Text shown.
He went on to have a historic rookie season, leading the NFL in rushing behind the best offensive line in football.

But do you know who finished second in the league in rushing? That would be the Bears' Jordan Howard, another rookie, drafted in the fifth round. 

If you keep going down the list of the league's top rushers last season, nine out of the top 10 on the list were drafted after the first round. Only three backs in the top 10 were drafted in the first two rounds (Elliott, LeSean McCoy, Le'Veon Bell). 

Whether it's LSU's Leonard Fournette, Florida State's Dalvin Cook or Stanford's Christian McCaffrey, the Eagles should stay away from running backs in the first round.

We'll start with Fournette, considered by most to be the best running back in the class. He was also mocked to the Eagles in a trade-up scenario by Sports Illustrated's Chris Burke with the No. 5 overall pick. Burke is an excellent evaluator, but in this case, he's off the mark. Fournette's talent is real. His combination of size and speed is unmatched by any running back in the class and perhaps any running back in the NFL. He'll correctly be the first back off the board and go in the top 10. 

But would the Eagles give up a second-round pick to obtain Fournette? It's just hard to see as realistic. This team has too many holes and not enough draft picks to make a move like Burke suggests. Fournette looks like he'll be a special player, just not for the Eagles.

Then there's Cook, who seems to be the belle of the ball with Eagles fans. Watching the tape, it's undeniable: Cook is an extremely talented player. But evaluations aren't black and white. Cook has issues with injuries (multiple shoulder surgeries) and has had a couple issues off the field.

Provided data.
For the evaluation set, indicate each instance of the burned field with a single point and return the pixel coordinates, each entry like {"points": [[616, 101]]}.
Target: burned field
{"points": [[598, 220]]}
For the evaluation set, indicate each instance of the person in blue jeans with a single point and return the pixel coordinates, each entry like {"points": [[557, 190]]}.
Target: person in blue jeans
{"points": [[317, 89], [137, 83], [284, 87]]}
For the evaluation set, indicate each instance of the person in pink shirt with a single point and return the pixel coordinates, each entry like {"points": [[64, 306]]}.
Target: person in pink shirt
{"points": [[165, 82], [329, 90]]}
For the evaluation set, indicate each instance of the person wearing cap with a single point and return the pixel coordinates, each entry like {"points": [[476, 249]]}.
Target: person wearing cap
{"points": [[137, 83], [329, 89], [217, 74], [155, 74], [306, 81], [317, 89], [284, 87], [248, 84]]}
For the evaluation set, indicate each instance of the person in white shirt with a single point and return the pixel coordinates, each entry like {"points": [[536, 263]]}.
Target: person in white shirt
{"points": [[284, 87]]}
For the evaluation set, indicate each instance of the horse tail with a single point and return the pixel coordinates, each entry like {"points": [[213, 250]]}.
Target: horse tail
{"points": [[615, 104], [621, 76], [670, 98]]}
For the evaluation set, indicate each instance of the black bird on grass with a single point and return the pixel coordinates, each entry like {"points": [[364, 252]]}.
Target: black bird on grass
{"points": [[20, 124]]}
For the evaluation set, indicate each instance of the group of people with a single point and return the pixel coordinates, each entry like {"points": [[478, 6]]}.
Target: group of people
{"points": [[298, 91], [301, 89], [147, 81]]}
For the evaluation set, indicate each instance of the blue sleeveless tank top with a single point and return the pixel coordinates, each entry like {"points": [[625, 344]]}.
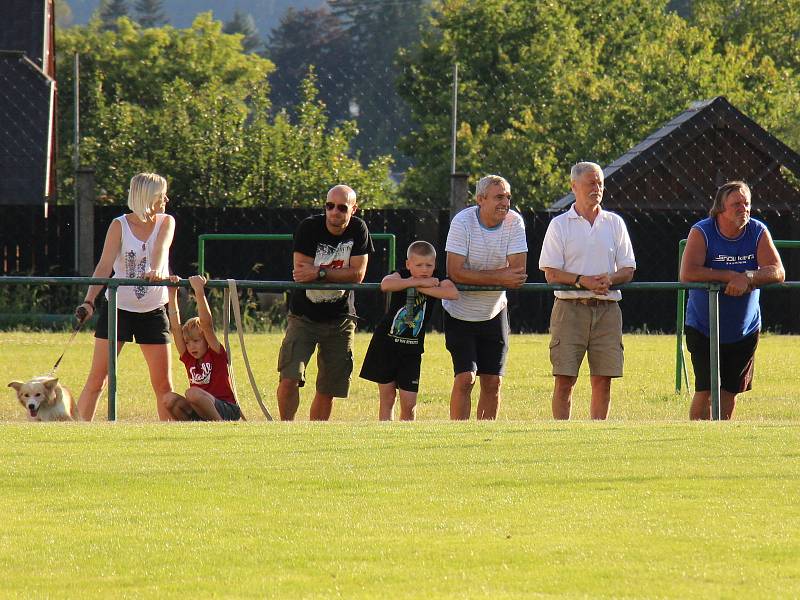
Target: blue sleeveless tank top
{"points": [[738, 317]]}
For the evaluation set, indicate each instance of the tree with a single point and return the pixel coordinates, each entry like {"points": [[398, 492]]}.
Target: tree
{"points": [[190, 104], [543, 85], [312, 38], [377, 30], [63, 13], [244, 25], [110, 11], [150, 13]]}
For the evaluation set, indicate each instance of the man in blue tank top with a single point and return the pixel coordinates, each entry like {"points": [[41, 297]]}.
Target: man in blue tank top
{"points": [[731, 248]]}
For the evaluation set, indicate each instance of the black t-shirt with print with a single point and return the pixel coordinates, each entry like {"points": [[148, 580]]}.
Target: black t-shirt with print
{"points": [[405, 323], [329, 251]]}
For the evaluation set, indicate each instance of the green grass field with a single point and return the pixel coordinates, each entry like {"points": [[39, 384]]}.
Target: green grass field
{"points": [[645, 505], [646, 393]]}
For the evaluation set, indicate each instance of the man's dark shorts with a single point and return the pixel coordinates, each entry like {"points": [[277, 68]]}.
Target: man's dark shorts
{"points": [[384, 363], [736, 362], [477, 346], [146, 328], [227, 410], [334, 357]]}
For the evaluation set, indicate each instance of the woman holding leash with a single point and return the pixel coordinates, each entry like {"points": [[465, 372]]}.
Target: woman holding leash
{"points": [[136, 246]]}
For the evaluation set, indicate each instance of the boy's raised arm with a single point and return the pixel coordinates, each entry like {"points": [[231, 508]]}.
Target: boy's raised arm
{"points": [[198, 283], [394, 283], [173, 312], [446, 290]]}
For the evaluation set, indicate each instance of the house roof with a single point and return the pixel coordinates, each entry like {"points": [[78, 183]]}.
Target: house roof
{"points": [[691, 137]]}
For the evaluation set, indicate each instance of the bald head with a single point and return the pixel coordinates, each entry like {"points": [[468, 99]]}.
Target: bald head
{"points": [[342, 193]]}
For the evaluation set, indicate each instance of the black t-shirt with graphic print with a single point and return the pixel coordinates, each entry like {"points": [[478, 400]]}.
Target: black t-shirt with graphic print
{"points": [[329, 251], [405, 323]]}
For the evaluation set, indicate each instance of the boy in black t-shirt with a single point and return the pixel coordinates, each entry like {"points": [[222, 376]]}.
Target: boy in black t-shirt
{"points": [[395, 351]]}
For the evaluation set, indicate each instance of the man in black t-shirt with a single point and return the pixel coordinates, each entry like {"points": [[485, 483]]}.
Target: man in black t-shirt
{"points": [[333, 247]]}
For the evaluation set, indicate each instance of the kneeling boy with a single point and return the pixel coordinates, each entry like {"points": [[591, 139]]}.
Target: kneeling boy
{"points": [[210, 396], [395, 351]]}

Problem description.
Reproduce the text on NFL draft running backs and the Eagles in full, word for word.

Written reply.
He went on to have a historic rookie season, leading the NFL in rushing behind the best offensive line in football.

But do you know who finished second in the league in rushing? That would be the Bears' Jordan Howard, another rookie, drafted in the fifth round. 

If you keep going down the list of the league's top rushers last season, nine out of the top 10 on the list were drafted after the first round. Only three backs in the top 10 were drafted in the first two rounds (Elliott, LeSean McCoy, Le'Veon Bell). 

Whether it's LSU's Leonard Fournette, Florida State's Dalvin Cook or Stanford's Christian McCaffrey, the Eagles should stay away from running backs in the first round.

We'll start with Fournette, considered by most to be the best running back in the class. He was also mocked to the Eagles in a trade-up scenario by Sports Illustrated's Chris Burke with the No. 5 overall pick. Burke is an excellent evaluator, but in this case, he's off the mark. Fournette's talent is real. His combination of size and speed is unmatched by any running back in the class and perhaps any running back in the NFL. He'll correctly be the first back off the board and go in the top 10. 

But would the Eagles give up a second-round pick to obtain Fournette? It's just hard to see as realistic. This team has too many holes and not enough draft picks to make a move like Burke suggests. Fournette looks like he'll be a special player, just not for the Eagles.

Then there's Cook, who seems to be the belle of the ball with Eagles fans. Watching the tape, it's undeniable: Cook is an extremely talented player. But evaluations aren't black and white. Cook has issues with injuries (multiple shoulder surgeries) and has had a couple issues off the field.